··· Excerpt ···
The Court’s majority reasons in Ontario Home Builders’ Association place central emphasis on the objective of requiring new growth to participate in paying for the amenities - including available and accessible public education - that give value to such development. In this sense, the objective of requiring growth to pay for itself is not just one element of the inspiration for legislation - it is the key to the constitutional validity of that legislation.
31Dunpar’s Solicitors submitted that there is similarity between the CBC and the educational development charges as found in the Divisional Court’s reasons in Toronto District School Board v. Ontario Home Builders Association. Dunpar’s Solicitors submitted that “an interpretation of section 37 of the Planning Act, the CBC Regulations, and the CBC By-law that would maintain the constitutional validity of the foregoing legislation should be preferred.”
···
- **What to work on**:
1. Answer these from the excerpt on development charges:
(a) On what objective do the majority reasons in Ontario Home Builders' Association place central emphasis?
(b) Which section of the Planning Act do Dunpar's Solicitors mention?
(c) In which case's Divisional Court reasons do Dunpar's Solicitors find the educational development charges they compare to the CBC?
2. In one to three sentences, explain why the excerpt on development charges treats the objective of requiring growth to pay for itself as more than one element of the inspiration for the legislation.
3. Please carry on the excerpt on development charges from its last sentence.
The entries come from a separate source, not from the excerpt on development charges.
··· Raw data ···
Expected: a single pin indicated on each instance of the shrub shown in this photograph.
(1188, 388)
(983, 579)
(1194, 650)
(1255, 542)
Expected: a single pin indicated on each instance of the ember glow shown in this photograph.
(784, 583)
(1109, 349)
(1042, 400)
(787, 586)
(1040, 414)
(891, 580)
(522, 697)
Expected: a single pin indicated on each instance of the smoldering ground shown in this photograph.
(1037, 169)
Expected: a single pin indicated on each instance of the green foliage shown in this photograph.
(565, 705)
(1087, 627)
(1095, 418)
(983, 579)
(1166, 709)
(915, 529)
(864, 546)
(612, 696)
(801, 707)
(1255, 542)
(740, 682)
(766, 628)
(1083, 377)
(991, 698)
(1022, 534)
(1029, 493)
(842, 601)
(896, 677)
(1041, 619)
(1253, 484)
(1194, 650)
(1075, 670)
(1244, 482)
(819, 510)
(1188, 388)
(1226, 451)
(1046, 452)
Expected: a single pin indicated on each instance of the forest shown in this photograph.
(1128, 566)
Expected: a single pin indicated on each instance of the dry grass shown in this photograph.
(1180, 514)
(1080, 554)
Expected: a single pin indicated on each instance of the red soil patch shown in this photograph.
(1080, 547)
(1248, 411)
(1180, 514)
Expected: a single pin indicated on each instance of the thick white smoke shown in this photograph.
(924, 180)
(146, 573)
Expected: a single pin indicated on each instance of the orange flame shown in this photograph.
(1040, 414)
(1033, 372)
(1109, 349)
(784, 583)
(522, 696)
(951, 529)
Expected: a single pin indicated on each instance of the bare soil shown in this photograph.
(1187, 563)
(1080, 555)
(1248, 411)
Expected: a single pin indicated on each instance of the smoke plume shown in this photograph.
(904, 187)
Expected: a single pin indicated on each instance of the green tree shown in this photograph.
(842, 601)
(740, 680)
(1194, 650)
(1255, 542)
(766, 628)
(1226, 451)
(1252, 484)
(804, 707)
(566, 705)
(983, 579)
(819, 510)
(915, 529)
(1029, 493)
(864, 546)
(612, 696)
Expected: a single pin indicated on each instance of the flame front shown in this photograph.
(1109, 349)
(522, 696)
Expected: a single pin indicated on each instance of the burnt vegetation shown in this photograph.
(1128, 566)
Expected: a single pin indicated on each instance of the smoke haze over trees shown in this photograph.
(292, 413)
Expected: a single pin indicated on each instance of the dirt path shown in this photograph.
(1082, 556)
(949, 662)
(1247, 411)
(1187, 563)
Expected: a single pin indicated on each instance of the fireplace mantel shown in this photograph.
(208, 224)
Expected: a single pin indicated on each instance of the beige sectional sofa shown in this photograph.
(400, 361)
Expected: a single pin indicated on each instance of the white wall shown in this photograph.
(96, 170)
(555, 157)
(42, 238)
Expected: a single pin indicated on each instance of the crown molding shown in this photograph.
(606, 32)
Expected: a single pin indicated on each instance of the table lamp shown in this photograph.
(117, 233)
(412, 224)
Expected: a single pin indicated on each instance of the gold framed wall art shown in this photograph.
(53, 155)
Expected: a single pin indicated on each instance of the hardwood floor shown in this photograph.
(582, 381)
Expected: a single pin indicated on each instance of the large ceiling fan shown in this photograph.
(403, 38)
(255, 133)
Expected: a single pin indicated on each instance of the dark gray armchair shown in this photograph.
···
- **Task answers**:
1.
(a) The objective of requiring new growth to participate in paying for the amenities, including available and accessible public education, that give value to such development.
(b) Section 37.
(c) Toronto District School Board v. Ontario Home Builders Association.

2. The excerpt calls that objective the key to the constitutional validity of the legislation. The majority reasons in Ontario Home Builders' Association place central emphasis on requiring new growth to help pay for the amenities, including public education, that give value to such development.

3.
32Mr. Nemanic asserted that s. 37(32) of the Act states that the amount of community benefits charge cannot exceed the amount prescribed in the Regulations. He also pointed out that the maximum rate prescribed by the Regulations is 4%. Therefore, he maintains that the applicable legislation provides that the maximum amount of a CBC is 4%. Although rate cannot be exceeded, nothing in these provisions provide that the CBC rate cannot be lower. It would be possible for Toronto and Mississauga to “max out” their imposition of CBCs without regard to the underlying purpose of s. 37 of the Act that growth should pay for growth and the municipalities could potentially collect CBCs to fund non-growth related capital needs. The CBC rate in the Act serve to “create a ceiling without creating a floor”.
33Mr. Nemanic relied heavily on the affidavit of Mr. Faludi (Exhibit 1, pg. 16) a professional land use planner, Land Economist, and a Certified Management Consultant, to support his argument that the CBC charge in both municipalities could be less than 4%.
34Mr. Faludi completed an economic analysis that included such topics as the amount of the charge, the calculation of the charge, development forecast and capital needs forecast. This analysis led him to make certain observations and opinions.
35The Tribunal notes that, with respect to the estimate of potential CBC revenues for the time period of 2022 – 2031, in relationship to the capital program for both Toronto and Mississauga, the following observations were made by Mr. Faludi. Toronto’s estimated capital program is $2.468 billion. Comparing this to applying the 4%, the over-estimation of capital costs would be more than $1.759 billion. Mississauga’s estimated capital program is $139.1 million. Comparing this to applying the 4%, the over-estimation of capital costs would be more than $45.5 million.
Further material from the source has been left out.